TASK A: Please reproduce the Azure cluster setup passage word for word, from "- Cloudera Director server access" to "in earlier sections.".
TASK B: Continue the Azure cluster setup passage from its final sentence onward.

GIVEN TEXT:
<<<<

Creating a Cluster
Before You Deploy Cloudera Manager and CDH
This topic describes how to set up Cloudera Manager and a CDH cluster in Microsoft Azure using the Cloudera Director web UI. The following resources must be created and prerequisites must be met
before beginning the deployment:
- An AD application and a service principal for the AD application. The AD application must have the contributor or similar role so that it has permission to create and delete resources in the subscription.
- A virtual network and network security group that is readily available for the cluster to use.
- The virtual network configured to use a customer-provided DNS service that supports reverse lookup. If using the provided DNS service setup guide, the VM that provides the DNS service must be created and running.
- Resource group to house cluster VMs.
- An availability set created in corresponding resource groups to house cluster VMs.
- Cloudera Director server VM.
- Cloudera Director server installed and running.
- Cloudera Director server access to the Azure virtual network (VNet).
- Database server that is readily available and reachable from the VNet to be used by cluster nodes.
Details of setting up individual items above is covered in earlier sections.
Deploying Cloudera Manager and CDH on Microsoft Azure
To deploy Cloudera Manager and CDH on an Azure VM instance, begin by creating an environment. The environment defines common settings, like region and key pair, that Cloudera Director uses with Azure. While creating an environment, you are also prompted to deploy its first cluster.

>>>>

MATERIAL:
<<<<

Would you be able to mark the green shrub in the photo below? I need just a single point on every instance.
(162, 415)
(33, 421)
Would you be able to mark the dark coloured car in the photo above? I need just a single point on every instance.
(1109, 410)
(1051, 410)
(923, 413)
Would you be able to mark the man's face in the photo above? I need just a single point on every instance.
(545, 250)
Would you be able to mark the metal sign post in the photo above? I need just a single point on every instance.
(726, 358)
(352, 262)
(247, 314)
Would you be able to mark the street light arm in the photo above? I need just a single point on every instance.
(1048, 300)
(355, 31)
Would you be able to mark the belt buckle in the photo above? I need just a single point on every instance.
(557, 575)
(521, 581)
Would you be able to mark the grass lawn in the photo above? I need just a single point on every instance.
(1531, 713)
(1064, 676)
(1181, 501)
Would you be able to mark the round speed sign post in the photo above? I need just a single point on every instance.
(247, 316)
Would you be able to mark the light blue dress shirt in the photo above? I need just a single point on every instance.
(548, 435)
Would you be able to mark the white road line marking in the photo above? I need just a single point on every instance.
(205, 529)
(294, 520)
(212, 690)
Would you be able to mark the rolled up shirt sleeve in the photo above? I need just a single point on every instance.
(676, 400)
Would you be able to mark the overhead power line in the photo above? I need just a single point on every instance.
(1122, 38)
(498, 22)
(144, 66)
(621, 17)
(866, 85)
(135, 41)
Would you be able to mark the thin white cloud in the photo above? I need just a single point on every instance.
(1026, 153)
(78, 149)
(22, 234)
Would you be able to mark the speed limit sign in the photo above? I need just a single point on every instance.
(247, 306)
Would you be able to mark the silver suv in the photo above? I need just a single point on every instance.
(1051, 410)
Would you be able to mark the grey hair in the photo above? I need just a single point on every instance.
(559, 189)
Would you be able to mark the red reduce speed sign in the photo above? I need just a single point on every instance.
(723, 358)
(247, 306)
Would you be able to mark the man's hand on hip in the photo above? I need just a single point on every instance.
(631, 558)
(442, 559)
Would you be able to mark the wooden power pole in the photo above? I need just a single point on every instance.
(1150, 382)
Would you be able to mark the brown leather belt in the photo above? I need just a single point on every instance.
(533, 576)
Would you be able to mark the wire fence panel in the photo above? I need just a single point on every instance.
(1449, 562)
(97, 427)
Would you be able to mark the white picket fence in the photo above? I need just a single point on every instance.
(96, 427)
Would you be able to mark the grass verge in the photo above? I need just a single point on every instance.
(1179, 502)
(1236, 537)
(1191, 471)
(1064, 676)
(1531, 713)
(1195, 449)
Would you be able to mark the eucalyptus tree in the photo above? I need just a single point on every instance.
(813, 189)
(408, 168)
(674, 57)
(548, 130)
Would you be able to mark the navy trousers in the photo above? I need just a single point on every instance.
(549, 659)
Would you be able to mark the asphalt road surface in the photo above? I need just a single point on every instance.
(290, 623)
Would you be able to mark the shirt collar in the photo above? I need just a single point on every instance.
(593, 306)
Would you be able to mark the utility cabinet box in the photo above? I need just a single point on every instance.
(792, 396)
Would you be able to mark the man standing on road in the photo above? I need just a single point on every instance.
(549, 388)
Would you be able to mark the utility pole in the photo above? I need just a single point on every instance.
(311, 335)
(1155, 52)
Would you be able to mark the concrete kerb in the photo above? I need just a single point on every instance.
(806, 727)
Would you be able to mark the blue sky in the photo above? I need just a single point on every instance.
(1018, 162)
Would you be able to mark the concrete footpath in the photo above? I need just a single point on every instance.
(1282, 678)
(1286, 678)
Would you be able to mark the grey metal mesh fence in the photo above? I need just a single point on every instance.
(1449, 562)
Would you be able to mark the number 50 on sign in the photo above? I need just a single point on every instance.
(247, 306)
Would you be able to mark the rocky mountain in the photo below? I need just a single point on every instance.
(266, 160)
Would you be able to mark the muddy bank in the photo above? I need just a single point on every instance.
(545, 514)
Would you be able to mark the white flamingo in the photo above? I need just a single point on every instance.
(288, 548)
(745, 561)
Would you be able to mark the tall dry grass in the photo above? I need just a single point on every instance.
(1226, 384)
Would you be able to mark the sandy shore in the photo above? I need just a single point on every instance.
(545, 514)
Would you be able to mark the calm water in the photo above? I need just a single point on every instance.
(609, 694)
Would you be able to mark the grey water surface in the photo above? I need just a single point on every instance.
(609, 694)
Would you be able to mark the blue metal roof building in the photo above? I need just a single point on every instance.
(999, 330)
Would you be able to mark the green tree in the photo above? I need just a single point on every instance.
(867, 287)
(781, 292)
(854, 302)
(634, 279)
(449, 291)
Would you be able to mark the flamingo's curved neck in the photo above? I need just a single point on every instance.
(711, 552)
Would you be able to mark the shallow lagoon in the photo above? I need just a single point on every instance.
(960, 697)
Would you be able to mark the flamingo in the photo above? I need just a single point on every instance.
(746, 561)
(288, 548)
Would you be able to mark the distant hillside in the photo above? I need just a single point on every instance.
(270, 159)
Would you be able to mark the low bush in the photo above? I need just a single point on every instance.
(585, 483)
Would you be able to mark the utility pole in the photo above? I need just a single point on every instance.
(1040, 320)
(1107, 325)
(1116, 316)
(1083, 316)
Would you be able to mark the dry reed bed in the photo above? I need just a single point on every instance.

>>>>

TASK ANSWER A:
- Cloudera Director server access to the Azure virtual network (VNet).
- Database server that is readily available and reachable from the VNet to be used by cluster nodes.
Details of setting up individual items above is covered in earlier sections.

TASK ANSWER B:
To create an environment:
- Open a web browser and go to the private IP address of the instance you created running Cloudera Director server. Include port 7189 in the address, for example: http://192.0.2.0:7189.
- In the Cloudera Director login screen, enter admin in both the Username and the Password fields.
- In the Cloudera Director Welcome screen, click Let's get started. This opens a wizard for adding an environment, Cloudera Manager, and a CDH cluster.
- In the Add Environment screen:
- Enter a name in the Environment Name field.
- In the Cloud provider field, select Azure Cloud Platform.
- In the Management URL field, enter the Azure management URL provided by Microsoft. You do not need to change the default value unless you are in an Azure region that uses a different URL.
- In the Subscription ID field, enter the Azure subscription ID.
- In the AAD URL field, enter the Azure Active Directory (AAD) URL provided by Microsoft. You do not need to change the default value unless you are in an Azure region that uses a different URL.
- In the Tenant ID field, enter the ID of your ADD tenant. See Obtain Obtaining Credentials for Cloudera Director for details on obtaining the AAD tenant ID.
- In the Client ID field, enter the client ID of the Azure service principal you created earlier. See Obtaining Credentials for Cloudera Director for details on obtaining the client ID.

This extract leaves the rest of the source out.